-- Begin Records to use --

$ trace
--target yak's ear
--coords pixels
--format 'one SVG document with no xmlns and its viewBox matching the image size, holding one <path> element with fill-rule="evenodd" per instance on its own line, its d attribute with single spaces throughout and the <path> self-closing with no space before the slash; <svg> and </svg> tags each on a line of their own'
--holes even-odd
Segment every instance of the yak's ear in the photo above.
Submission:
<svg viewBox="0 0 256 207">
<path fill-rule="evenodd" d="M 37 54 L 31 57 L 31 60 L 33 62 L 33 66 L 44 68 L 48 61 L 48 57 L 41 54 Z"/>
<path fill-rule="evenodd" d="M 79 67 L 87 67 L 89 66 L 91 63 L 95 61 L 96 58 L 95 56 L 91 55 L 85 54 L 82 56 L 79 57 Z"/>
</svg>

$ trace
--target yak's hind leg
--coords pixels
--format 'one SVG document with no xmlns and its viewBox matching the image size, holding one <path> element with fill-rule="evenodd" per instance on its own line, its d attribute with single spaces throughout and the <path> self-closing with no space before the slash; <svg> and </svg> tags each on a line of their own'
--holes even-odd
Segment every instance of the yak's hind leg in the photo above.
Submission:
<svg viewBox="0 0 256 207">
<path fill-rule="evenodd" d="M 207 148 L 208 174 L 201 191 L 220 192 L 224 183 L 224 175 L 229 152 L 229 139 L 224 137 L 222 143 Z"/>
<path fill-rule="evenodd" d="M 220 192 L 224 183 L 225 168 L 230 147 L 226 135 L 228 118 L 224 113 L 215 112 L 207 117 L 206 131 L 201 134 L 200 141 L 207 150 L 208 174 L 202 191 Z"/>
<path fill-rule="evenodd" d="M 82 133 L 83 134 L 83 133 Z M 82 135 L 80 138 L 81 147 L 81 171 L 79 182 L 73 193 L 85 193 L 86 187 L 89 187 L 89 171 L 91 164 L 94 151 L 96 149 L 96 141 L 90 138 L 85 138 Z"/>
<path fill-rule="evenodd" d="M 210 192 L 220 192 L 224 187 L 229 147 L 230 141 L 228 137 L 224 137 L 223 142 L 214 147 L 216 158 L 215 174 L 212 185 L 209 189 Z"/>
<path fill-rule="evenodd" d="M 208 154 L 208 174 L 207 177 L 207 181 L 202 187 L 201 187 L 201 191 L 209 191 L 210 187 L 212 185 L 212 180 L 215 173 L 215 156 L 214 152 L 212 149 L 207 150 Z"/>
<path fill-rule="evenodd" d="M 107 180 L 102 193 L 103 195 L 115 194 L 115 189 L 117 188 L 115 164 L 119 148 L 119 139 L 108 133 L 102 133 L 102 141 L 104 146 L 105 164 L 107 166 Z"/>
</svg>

-- End Records to use --

Stated exercise: Can you render the material, starting at its first line and ending at the line containing "37 54 L 31 57", as a Markdown table with the columns Row and Line, numbering each row and omitting any blank lines?

Solution for this problem:
| Row | Line |
|---|---|
| 1 | $ trace |
| 2 | --target yak's ear |
| 3 | --coords pixels |
| 4 | --format 'one SVG document with no xmlns and its viewBox matching the image size, holding one <path> element with fill-rule="evenodd" per instance on its own line, its d attribute with single spaces throughout and the <path> self-closing with no space before the slash; <svg> and </svg> tags each on a line of their own' |
| 5 | --holes even-odd |
| 6 | Segment every instance of the yak's ear in the photo above. |
| 7 | Submission: |
| 8 | <svg viewBox="0 0 256 207"> |
| 9 | <path fill-rule="evenodd" d="M 37 54 L 31 57 L 31 60 L 33 62 L 33 66 L 44 68 L 48 61 L 48 57 L 41 54 Z"/> |